---------- Selected extract

“And when the last of the traitors had been executed, the young Autarch made a decree: Henceforth all citizens of Aygrima would be Masked in all public places…”
The Masks are what makes the kingdom of Aygrima safe, everybody knows that. Enchanted to reveal treasonous thoughts, they protect the rule of the blessed Autarch from rebellion. And sure, Mara worries a little about whether the Masks change people, and she hasn’t been completely truthful about how much magic she’s still able to see. But it’s okay, the celebration for her fifteenth birthday is almost here, and as the Gifted daughter of the Master Maskmaker she’ll have the most beautiful Mask her father can make, and she’ll join Aygrima society as an adult and her father’s apprentice and it will all be fine.
Then her Masking goes horribly wrong, and Mara finds herself one of the unMasked. Outcast and doomed to spend the rest of her life as a slave in the Mines, Mara learns that everything’s she’s been told about the blessed Autarch’s reign is a lie. More than that, there are fellow outcasts working to overthrow the powerful Autarchy, and Mara has to decide if she can trust them as she tries to learn the extent of her own impossibly powerful magical talents.

--------------------
---------- Provided material

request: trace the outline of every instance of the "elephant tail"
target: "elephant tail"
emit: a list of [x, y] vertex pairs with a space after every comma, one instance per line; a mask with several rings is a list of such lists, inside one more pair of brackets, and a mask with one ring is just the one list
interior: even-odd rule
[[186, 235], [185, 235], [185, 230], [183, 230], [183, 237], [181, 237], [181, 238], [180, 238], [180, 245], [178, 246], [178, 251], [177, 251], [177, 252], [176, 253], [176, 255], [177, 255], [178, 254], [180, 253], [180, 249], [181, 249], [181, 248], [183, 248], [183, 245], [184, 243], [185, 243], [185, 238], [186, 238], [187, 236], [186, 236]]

--------------------

## Tasks to perform
(a) Translate this sentence from the Aygrima passage into Spanish: "The Masks are what makes the kingdom of Aygrima safe, everybody knows that."
(b) Update the Aygrima passage by rewriting the stretch from "The Masks are" through "all be fine." with "Master Maskmaker" changed to "Royal Maskmaker".
(c) Decide whether each statement agrees with the Aygrima passage. Answer yes or no, and quote the words that decide it.
(i) The upcoming celebration marks Mara's sixteenth birthday.
(ii) The Masks are enchanted to reveal treasonous thoughts.
(iii) The unMasked are condemned to a life of slavery in the Mines.
The material has no role in this work.

## Completed exercise
(a) Las Máscaras son lo que mantiene a salvo el reino de Aygrima; todo el mundo lo sabe.

(b)
The Masks are what makes the kingdom of Aygrima safe, everybody knows that. Enchanted to reveal treasonous thoughts, they protect the rule of the blessed Autarch from rebellion. And sure, Mara worries a little about whether the Masks change people, and she hasn’t been completely truthful about how much magic she’s still able to see. But it’s okay, the celebration for her fifteenth birthday is almost here, and as the Gifted daughter of the Royal Maskmaker she’ll have the most beautiful Mask her father can make, and she’ll join Aygrima society as an adult and her father’s apprentice and it will all be fine.

(c)
(i) No: "the celebration for her fifteenth birthday is almost here"
(ii) Yes: "Enchanted to reveal treasonous thoughts"
(iii) Yes: "Outcast and doomed to spend the rest of her life as a slave in the Mines"